:: SELECTION ::

----

3. Hardware Configuration

Next, with reference to FIG. 7, a description will be made of a hardware configuration of an information processing apparatus according to an embodiment of the present disclosure. FIG. 7 is a block diagram illustrating a hardware configuration of the information processing apparatus. The shown information processing apparatus 900 may realize, for example, the migration destination device 100, the migration source device 200, and the like in the above-described embodiments.
The information processing apparatus 900 includes a CPU (Central Processing Unit) 901, a ROM (Read Only Memory) 903, and a RAM (Random Access Memory) 905. In addition, the information processing apparatus 900 may include a host bus 907, a bridge 909, an external bus 911, an interface 913, an input device 915, an output device 917, a storage device 919, a drive 921, a connection port 923, and a communication device 925. The information processing apparatus 900 may include a processing circuit such as a DSP (Digital Signal Processor), alternatively or in addition to the CPU 901.
The CPU 901 serves as an operation processor and a controller, and controls all or some operations in the information processing apparatus 900 in accordance with various programs recorded in the ROM 903, the RAM 905, the storage device 919 or a removable recording medium 927. The ROM 903 stores programs and operation parameters which are used by the CPU 901. The RAM 905 primarily stores program which are used in the execution of the CPU 901 and parameters which is appropriately modified in the execution. The CPU 901, ROM 903, and RAM 905 are connected to each other by the host bus 907 configured to include an internal bus such as a CPU bus. In addition, the host bus 907 is connected to the external bus 911 such as a PCI (Peripheral Component Interconnect/Interface) bus via the bridge 909.
The input device 915 may be a device which is operated by a user, such as a mouse, a keyboard, a touch panel, buttons, switches and a lever. The input device 915 may be, for example, a remote control unit using infrared light or other radio waves, or may be an external connection device 929 such as a portable phone operable in response to the operation of the information processing apparatus 900. Furthermore, the input device 915 includes an input control circuit which generates an input signal on the basis of the information which is input by a user and outputs the input signal to the CPU 901. By operating the input device 915, a user can input various types of data to the information processing apparatus 900 or issue instructions for causing the information processing apparatus 900 to perform a processing operation.
The output device 917 includes a device capable of visually or audibly notifying the user of acquired information. The output device 917 may include a display device such as LCD (Liquid Crystal Display), PDP (Plasma Display Panel), and organic EL (Electro-Luminescence) displays, an audio output device such as speaker and headphone, and a peripheral device such as printer. The output device 917 may output the results obtained from the process of the information processing apparatus 900 in a form of a video such as text or image, and an audio such as voice or sound.
The storage device 919 is a device for data storage which is configured as an example of a storage unit of the information processing apparatus 900. The storage device 919 includes, for example, a magnetic storage device such as HDD (Hard Disk Drive), a semiconductor storage device, an optical storage device, or a magneto-optical storage device. The storage device 919 stores programs to be executed by the CPU 901, various data, and data obtained from the outside.
The drive 921 is a reader/writer for the removable recording medium 927 such as a magnetic disk, an optical disk, a magneto-optical disk, or a semiconductor memory, and is embedded in the information processing apparatus 900 or attached externally thereto. The drive 921 reads information recorded in the removable recording medium 927 attached thereto, and outputs the read information to the RAM 905. Further, the drive 921 can write in the removable recording medium 927 attached thereto.

----

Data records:
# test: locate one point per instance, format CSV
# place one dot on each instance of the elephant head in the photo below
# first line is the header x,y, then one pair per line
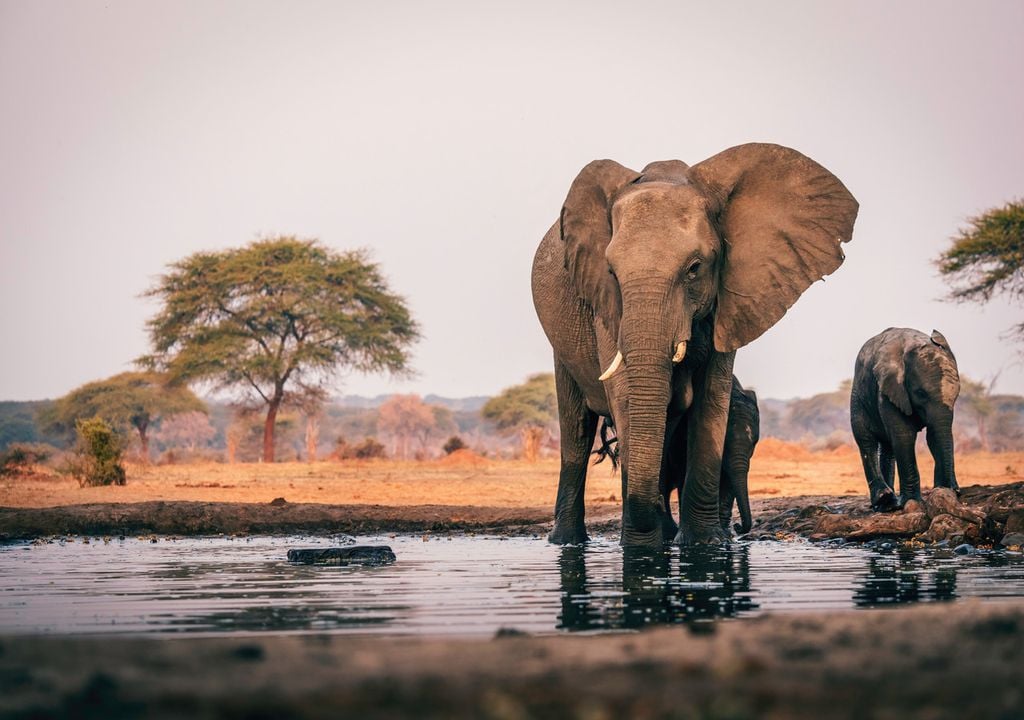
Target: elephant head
x,y
735,239
918,374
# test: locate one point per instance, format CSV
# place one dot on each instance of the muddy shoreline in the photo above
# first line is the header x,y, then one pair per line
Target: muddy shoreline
x,y
983,514
949,661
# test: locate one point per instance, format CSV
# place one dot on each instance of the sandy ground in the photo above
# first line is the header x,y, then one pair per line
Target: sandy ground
x,y
777,469
952,661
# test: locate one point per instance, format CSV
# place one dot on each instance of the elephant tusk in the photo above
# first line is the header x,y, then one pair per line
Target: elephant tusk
x,y
680,352
612,368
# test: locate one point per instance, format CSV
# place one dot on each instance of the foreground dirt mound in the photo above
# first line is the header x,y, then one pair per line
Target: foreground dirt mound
x,y
982,515
950,661
278,516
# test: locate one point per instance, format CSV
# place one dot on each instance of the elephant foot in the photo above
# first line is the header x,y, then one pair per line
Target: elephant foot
x,y
712,536
669,528
568,534
885,501
905,498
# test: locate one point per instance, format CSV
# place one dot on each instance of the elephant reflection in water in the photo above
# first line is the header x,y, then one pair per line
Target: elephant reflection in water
x,y
657,588
900,579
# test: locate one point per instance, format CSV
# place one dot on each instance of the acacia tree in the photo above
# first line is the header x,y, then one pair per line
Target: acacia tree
x,y
128,400
530,409
275,320
986,258
406,418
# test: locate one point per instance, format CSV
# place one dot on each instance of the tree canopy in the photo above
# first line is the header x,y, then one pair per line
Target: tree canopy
x,y
126,401
275,320
987,258
529,409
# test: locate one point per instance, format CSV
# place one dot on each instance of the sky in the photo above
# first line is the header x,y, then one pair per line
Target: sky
x,y
443,136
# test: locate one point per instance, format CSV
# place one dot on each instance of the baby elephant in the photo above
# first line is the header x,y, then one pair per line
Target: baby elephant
x,y
903,381
741,435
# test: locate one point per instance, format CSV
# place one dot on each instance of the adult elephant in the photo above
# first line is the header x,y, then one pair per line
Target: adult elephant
x,y
658,277
903,381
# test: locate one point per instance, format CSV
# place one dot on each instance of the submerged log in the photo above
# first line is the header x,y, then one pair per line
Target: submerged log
x,y
351,555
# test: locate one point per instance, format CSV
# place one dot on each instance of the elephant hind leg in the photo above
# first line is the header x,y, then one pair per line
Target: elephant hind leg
x,y
579,426
887,463
882,495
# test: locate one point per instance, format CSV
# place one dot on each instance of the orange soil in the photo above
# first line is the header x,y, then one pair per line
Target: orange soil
x,y
777,469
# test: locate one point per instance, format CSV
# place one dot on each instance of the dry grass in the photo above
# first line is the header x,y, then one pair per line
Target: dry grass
x,y
777,469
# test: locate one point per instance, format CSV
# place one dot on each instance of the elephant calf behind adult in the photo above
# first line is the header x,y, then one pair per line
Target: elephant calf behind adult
x,y
741,435
655,278
903,381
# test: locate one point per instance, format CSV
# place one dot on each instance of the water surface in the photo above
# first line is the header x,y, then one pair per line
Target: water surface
x,y
462,585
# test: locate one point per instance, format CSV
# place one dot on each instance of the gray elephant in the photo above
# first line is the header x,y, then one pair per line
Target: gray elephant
x,y
655,278
903,381
741,435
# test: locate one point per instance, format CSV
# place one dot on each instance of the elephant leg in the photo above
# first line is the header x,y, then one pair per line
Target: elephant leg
x,y
726,497
579,425
906,463
673,469
887,463
882,495
706,425
940,446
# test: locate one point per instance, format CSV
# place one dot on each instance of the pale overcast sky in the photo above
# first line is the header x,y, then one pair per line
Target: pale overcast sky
x,y
443,136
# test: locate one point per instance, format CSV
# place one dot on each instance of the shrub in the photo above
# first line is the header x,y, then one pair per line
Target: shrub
x,y
370,448
17,458
96,460
454,442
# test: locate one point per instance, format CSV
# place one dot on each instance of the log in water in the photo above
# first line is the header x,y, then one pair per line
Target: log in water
x,y
351,555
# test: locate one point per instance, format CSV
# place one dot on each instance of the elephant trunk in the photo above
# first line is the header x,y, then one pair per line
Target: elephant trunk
x,y
648,341
738,470
942,452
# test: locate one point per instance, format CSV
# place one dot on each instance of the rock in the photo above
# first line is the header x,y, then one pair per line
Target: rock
x,y
943,501
352,555
1011,539
873,525
913,506
886,524
1015,521
945,526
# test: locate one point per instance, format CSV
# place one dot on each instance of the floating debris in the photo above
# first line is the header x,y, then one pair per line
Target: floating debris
x,y
352,555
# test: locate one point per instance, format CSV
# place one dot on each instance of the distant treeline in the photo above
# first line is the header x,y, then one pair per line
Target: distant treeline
x,y
422,428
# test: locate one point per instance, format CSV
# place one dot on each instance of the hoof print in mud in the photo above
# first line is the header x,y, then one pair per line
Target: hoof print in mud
x,y
352,555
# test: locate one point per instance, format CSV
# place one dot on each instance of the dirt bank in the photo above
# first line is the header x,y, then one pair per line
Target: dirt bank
x,y
194,518
950,661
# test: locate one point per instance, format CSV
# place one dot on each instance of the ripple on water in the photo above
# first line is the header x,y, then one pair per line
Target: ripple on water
x,y
462,585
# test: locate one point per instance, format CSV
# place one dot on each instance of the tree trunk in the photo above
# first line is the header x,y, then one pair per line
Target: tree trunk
x,y
312,435
143,441
271,417
530,442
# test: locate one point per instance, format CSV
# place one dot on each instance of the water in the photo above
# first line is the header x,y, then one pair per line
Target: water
x,y
461,585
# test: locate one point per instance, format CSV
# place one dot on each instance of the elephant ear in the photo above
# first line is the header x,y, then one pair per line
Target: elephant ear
x,y
890,372
586,230
940,340
783,218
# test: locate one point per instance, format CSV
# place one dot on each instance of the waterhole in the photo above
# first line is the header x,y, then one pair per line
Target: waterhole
x,y
462,585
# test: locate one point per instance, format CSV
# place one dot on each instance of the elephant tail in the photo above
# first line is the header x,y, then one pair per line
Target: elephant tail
x,y
609,443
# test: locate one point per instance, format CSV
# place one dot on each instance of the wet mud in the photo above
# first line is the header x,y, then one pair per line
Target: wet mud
x,y
949,661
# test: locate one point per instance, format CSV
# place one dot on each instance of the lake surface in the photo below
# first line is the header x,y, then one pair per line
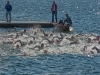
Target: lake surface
x,y
74,53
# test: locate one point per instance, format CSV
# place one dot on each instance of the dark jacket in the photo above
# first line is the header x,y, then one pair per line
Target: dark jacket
x,y
56,7
8,7
68,20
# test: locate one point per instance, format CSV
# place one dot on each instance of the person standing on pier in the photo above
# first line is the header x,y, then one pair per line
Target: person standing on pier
x,y
54,11
8,8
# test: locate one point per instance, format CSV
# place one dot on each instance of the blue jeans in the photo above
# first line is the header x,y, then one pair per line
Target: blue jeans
x,y
8,19
54,13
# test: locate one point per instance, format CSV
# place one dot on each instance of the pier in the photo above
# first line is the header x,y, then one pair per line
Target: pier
x,y
24,24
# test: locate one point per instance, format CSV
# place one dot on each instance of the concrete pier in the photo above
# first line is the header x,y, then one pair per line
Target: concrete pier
x,y
24,24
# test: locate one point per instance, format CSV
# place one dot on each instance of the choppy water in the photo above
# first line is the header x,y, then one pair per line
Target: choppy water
x,y
52,52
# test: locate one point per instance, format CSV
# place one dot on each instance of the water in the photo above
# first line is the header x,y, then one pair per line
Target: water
x,y
69,54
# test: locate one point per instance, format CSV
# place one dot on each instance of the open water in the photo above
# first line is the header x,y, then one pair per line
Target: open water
x,y
37,51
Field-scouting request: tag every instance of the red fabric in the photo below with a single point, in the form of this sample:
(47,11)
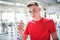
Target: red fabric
(40,30)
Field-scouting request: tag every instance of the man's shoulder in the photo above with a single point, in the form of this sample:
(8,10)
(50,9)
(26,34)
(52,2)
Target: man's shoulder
(47,20)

----

:: TASK SET ::
[1] List every user-operated device that the hardware configuration text names as an example of the input device 915.
[2] According to the hardware configuration text, through which component is the host bus 907 connected to the external bus 911?
[3] Carry on the hardware configuration text, starting right after its final sentence about the drive 921.

:: TASK-BY-TASK OUTPUTS ::
[1] mouse, keyboard, touch panel, buttons, switches, lever

[2] The bridge 909.

[3]
The connection port 923 is a port used to directly connect devices to the information processing apparatus 900. The connection port 923 may include a USB (Universal Serial Bus) port, an IEEE1394 port, and a SCSI (Small Computer System Interface) port. The connection port 923 may further include an RS-232C port, an optical audio terminal, an HDMI (High-Definition Multimedia Interface) port, and so on. The connection of the external connection device 929 to the connection port 923 makes it possible to exchange various data between the information processing apparatus 900 and the external connection device 929.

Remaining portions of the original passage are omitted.